■ Records supplied:
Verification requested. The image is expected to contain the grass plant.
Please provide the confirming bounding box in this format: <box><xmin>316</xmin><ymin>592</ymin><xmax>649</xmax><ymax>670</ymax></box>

* * *

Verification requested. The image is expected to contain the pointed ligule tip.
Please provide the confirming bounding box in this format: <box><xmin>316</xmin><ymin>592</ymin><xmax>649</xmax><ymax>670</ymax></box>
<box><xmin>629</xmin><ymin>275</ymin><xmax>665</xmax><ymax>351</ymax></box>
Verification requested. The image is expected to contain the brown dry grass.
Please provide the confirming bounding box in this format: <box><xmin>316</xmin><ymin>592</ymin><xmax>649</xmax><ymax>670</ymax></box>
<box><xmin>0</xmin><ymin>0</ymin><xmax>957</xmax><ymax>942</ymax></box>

■ What you will do:
Which lines in the items above contain the word "grass"? Gather each of them and copy it out in full.

■ Exercise result:
Verification requested. The image is expected to contain the grass plant.
Verification requested. The image is expected to contain the brown dry grass.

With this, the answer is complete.